Instructions to follow ->
Extract every line in the rows below that contains the string "humvee", matching case exactly.

### Records to process

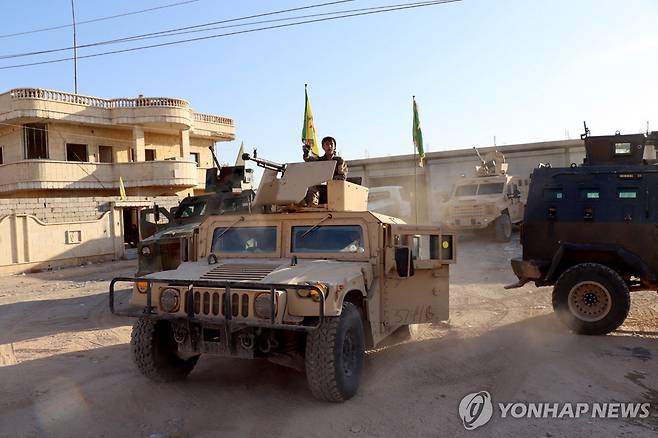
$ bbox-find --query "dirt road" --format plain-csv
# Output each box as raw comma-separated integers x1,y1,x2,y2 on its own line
0,240,658,437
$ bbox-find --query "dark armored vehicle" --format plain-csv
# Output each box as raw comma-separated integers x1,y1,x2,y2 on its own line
507,129,658,335
136,166,255,276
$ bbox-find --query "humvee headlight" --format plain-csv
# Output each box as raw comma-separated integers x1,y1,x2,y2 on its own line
254,292,276,319
135,280,149,294
297,289,320,301
160,288,180,313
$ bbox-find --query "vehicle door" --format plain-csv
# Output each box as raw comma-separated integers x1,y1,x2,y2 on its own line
381,225,455,325
139,207,173,240
505,178,524,223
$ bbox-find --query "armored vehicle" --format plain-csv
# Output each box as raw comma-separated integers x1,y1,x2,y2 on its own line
442,149,528,242
110,156,455,402
507,131,658,335
135,166,254,276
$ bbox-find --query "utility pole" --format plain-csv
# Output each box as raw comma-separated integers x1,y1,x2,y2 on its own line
71,0,78,94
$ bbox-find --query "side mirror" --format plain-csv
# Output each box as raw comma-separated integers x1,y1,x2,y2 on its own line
395,246,414,278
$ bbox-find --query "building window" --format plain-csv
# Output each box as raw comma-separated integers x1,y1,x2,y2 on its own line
66,143,89,162
23,123,48,160
98,145,114,163
190,152,201,167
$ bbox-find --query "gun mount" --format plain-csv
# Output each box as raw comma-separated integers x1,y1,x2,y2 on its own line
473,146,507,176
242,151,286,173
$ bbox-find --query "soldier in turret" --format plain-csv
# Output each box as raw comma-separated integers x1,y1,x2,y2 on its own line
302,137,347,206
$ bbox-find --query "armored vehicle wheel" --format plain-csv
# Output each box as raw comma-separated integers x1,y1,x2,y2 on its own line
493,213,512,242
553,263,631,335
306,303,365,402
130,317,199,382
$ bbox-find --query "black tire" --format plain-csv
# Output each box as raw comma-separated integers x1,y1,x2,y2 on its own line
130,317,199,382
493,213,512,242
553,263,631,335
306,303,365,402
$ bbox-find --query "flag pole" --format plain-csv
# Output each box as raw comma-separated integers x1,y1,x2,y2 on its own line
412,96,418,225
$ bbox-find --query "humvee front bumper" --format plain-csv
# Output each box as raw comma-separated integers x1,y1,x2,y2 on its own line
109,277,326,332
505,259,547,289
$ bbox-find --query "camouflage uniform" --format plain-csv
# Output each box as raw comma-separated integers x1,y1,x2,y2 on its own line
304,148,347,207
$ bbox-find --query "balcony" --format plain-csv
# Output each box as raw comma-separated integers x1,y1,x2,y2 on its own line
0,88,235,141
0,160,204,194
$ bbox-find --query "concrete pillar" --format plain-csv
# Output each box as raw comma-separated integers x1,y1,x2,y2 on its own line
180,129,190,160
133,126,146,161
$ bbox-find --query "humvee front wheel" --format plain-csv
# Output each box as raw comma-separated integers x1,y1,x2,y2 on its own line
130,316,199,382
306,303,365,402
493,213,512,242
553,263,631,335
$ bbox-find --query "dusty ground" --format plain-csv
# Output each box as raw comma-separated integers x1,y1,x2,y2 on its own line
0,236,658,437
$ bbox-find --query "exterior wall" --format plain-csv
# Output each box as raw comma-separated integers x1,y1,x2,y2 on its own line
0,196,179,275
348,140,585,223
0,212,114,273
0,196,180,222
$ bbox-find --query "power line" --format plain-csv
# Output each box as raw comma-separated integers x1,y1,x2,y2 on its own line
0,0,358,59
0,0,461,70
0,0,200,38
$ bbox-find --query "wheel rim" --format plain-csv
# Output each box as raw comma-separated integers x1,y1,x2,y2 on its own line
343,330,356,377
569,281,612,322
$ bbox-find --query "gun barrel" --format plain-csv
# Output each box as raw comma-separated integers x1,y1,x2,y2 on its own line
473,146,484,163
242,153,286,172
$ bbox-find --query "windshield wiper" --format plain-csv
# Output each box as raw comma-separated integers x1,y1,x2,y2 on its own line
300,213,333,239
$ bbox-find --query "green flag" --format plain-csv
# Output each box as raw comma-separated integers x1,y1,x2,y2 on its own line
413,96,425,167
302,85,320,157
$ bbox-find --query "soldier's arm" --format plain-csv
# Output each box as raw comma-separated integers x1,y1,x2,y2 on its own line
302,143,318,161
334,157,347,180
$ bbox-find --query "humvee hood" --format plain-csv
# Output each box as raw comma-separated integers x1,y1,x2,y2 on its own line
142,222,200,242
146,259,369,285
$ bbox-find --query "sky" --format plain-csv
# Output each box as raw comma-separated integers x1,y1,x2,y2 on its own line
0,0,658,163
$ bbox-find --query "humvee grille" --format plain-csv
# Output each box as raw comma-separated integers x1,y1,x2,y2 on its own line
451,205,484,216
201,263,278,281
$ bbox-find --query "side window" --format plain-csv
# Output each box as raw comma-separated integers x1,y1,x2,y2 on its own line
580,189,601,201
544,189,564,201
617,187,638,199
615,143,632,155
23,123,48,160
393,234,453,261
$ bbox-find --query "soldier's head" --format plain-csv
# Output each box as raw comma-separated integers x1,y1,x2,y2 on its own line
322,137,336,158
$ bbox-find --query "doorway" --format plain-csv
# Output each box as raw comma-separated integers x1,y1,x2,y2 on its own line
122,207,139,249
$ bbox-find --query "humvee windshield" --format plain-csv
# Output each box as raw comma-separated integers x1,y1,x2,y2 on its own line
291,225,365,253
455,183,505,196
212,227,277,253
174,198,207,219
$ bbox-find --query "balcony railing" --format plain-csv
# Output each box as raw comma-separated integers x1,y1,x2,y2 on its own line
0,160,205,193
9,88,190,109
0,88,235,135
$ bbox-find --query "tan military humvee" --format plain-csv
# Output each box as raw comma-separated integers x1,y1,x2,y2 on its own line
442,149,528,242
110,159,455,402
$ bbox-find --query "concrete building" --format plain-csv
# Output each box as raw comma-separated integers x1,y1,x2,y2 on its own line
348,139,585,223
0,88,235,272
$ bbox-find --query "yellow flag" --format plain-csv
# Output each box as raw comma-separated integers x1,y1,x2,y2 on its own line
235,142,244,166
119,177,128,201
302,84,320,157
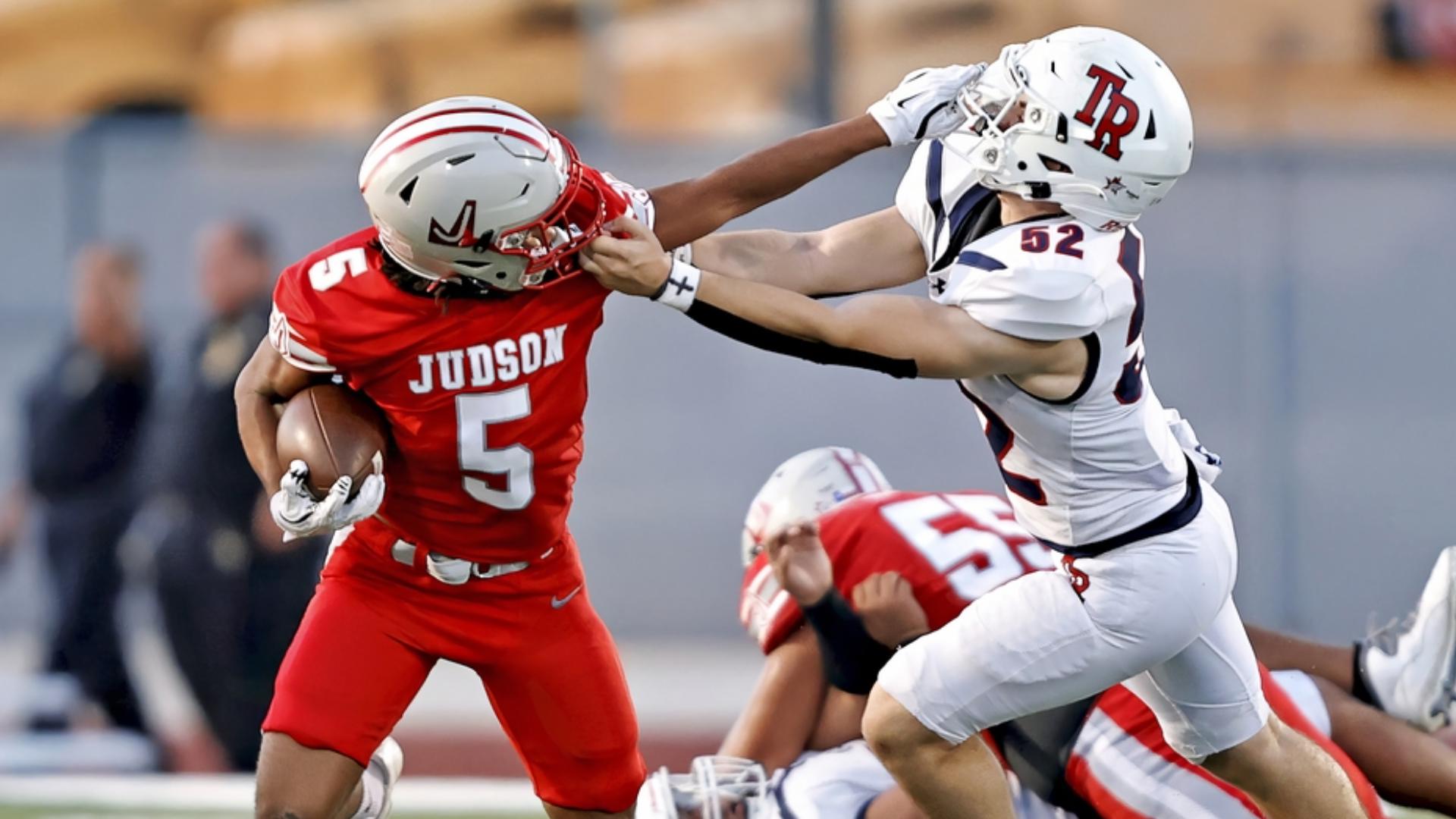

######

In response ->
$ bbox-find --query "humvee headlight" --format plain-csv
$ bbox-find --query "humvee front bumper" --format plain-csv
$ bbox-find --query "humvee front wheel" --format plain-csv
$ bbox-find --query "humvee hood" --format plain-csv
$ bbox-find --query "humvee grille" --format plain-csv
$ bbox-find --query "humvee windshield" --format plain-csv
$ bbox-find --query "tan military humvee" --format plain-csv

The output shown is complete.